■ WORK REQUEST
Copy every record below verbatim, character for character, without changing or leaving out anything.

■ SUPPLIED MATERIAL
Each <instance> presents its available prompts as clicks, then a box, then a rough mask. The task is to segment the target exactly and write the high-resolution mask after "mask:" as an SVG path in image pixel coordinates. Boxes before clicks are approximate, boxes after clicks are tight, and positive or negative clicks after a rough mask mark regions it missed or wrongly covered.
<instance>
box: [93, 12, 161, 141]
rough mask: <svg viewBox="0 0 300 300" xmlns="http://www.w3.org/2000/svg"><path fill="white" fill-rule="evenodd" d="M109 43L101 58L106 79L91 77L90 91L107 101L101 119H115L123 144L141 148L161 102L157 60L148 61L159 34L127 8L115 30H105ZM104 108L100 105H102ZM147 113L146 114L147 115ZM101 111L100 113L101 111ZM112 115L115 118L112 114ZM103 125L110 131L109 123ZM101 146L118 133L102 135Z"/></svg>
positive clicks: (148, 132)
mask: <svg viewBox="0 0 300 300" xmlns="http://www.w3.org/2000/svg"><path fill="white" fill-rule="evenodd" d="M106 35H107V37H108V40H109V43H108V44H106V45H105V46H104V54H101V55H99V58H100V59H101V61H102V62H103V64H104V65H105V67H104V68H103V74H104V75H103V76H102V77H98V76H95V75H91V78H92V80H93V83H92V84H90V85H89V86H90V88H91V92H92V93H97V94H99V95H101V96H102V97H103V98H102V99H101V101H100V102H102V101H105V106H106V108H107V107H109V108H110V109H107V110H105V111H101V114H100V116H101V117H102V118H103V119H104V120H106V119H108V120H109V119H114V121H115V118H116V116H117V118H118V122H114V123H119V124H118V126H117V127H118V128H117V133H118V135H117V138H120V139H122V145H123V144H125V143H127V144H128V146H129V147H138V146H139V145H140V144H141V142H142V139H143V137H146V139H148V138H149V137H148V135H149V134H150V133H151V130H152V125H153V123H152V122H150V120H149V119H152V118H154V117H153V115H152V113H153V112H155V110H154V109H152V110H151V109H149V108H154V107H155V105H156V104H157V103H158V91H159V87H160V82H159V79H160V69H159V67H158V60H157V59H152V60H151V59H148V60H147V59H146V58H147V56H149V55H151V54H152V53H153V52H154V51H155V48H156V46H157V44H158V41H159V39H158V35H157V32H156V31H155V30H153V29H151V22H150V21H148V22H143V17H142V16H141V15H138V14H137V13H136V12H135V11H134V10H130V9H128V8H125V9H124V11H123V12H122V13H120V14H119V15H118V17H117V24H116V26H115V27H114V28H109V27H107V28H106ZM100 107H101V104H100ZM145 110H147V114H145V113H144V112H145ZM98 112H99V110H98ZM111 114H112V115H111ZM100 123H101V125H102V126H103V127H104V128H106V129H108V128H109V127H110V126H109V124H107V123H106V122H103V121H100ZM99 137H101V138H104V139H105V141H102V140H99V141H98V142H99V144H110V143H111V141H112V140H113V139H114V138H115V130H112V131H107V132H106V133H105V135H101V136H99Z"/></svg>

■ OUTPUT OF THE EXERCISE
Each <instance> presents its available prompts as clicks, then a box, then a rough mask. The task is to segment the target exactly and write the high-resolution mask after "mask:" as an SVG path in image pixel coordinates. Boxes before clicks are approximate, boxes after clicks are tight, and positive or negative clicks after a rough mask mark regions it missed or wrongly covered.
<instance>
box: [93, 12, 161, 141]
rough mask: <svg viewBox="0 0 300 300" xmlns="http://www.w3.org/2000/svg"><path fill="white" fill-rule="evenodd" d="M109 43L101 58L106 79L91 77L90 91L107 101L101 119H115L123 144L141 148L161 102L157 60L148 61L159 34L127 8L115 30H105ZM104 108L100 105H102ZM147 113L146 114L147 115ZM101 111L100 113L101 111ZM112 115L115 118L112 114ZM103 125L110 131L109 123ZM101 146L118 133L102 135Z"/></svg>
positive clicks: (148, 132)
mask: <svg viewBox="0 0 300 300" xmlns="http://www.w3.org/2000/svg"><path fill="white" fill-rule="evenodd" d="M106 35H107V37H108V40H109V43H108V44H106V45H105V46H104V54H101V55H99V58H100V59H101V61H102V62H103V64H104V65H105V67H104V68H103V74H104V75H103V76H102V77H98V76H95V75H91V78H92V80H93V83H92V84H90V85H89V86H90V88H91V92H92V93H97V94H99V95H101V96H102V97H103V98H102V99H101V101H100V102H102V101H105V106H106V108H107V107H109V108H110V109H107V110H105V111H101V114H100V116H101V117H102V118H103V119H104V120H106V119H108V120H109V119H114V121H115V118H116V116H117V118H118V122H114V123H119V124H118V126H117V127H118V128H117V133H118V135H117V138H120V139H122V145H123V144H125V143H127V144H128V146H129V147H138V146H139V145H140V144H141V142H142V139H143V137H146V139H148V138H149V137H148V135H149V134H150V133H151V130H152V125H153V123H152V122H150V120H149V119H152V118H154V117H153V115H152V113H153V112H155V110H154V109H152V110H151V109H149V108H154V107H155V105H156V104H157V103H158V91H159V87H160V82H159V79H160V69H159V67H158V60H157V59H152V60H151V59H148V60H147V59H146V58H147V56H149V55H151V54H152V53H153V52H154V51H155V48H156V46H157V44H158V41H159V39H158V35H157V32H156V31H155V30H153V29H151V22H150V21H148V22H143V17H142V16H141V15H138V14H137V13H136V12H135V11H134V10H130V9H128V8H125V9H124V11H123V12H122V13H120V14H119V15H118V17H117V24H116V26H115V27H114V28H109V27H107V28H106ZM100 107H101V104H100ZM145 110H147V114H145V113H144V112H145ZM98 112H99V110H98ZM111 114H112V115H111ZM100 123H101V125H102V126H103V127H104V128H106V129H108V128H109V127H110V126H109V124H107V123H106V122H103V121H100ZM99 137H101V138H104V139H105V141H102V140H99V141H98V142H99V144H110V143H111V141H112V140H113V139H114V138H115V130H112V131H107V132H106V133H105V135H101V136H99Z"/></svg>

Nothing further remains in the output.